Extract to read:
The problem is that we have a generic Person, but anytime we do anything with that data, we have all sorts of conditional checking to do. We can’t really treat them the same way - we have to see what they really are: If the Person is an Officer, then there’s an implication (and perhaps only an implication) that they’ll have a badge number and last name. By the time you’re done, there’s no generic Person code that isn’t overridden in one of its children. You’ve just created another layer of code that someone else will have to dig through to figure out what’s going on.
So how do you avoid this? Don’t try to be so goddamn clever. Don’t start out with some sophisticated relational hierarchy. Write the classes as distinct and separate. You may notice some duplication as you’re writing it, but don’t refactor it right away. The amount of typing you do is not the limiting factor in writing software. Wait until the functionality is in place and you’ve got it ironed out. Then you can see if you simplify or clarify anything by creating a parent class for common functionality.

Aim of the task:
Extend the passage on class hierarchies, picking up right after its final sentence. The listing is not needed.

Raw data:
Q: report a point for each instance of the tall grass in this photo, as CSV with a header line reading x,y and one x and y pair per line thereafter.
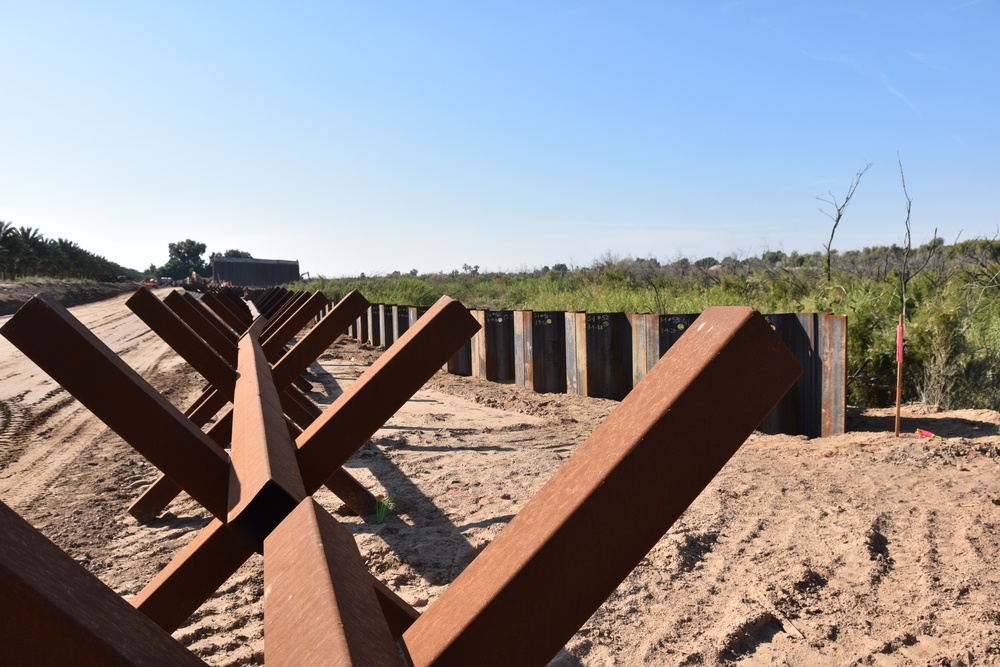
x,y
953,306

Exercise output:
The key issue is whether there’s a causal link, a real correlation, between your classes; or is it just coincidence? In this case, any commonalities between suspects, victims, and officers are coincidental. If you start requiring first name for officers, or age for witnesses, do you want it to impact the others? Probably not. Does your class hierarchy mean you write less code, or more? That’s the bottom line: Does it simplify things?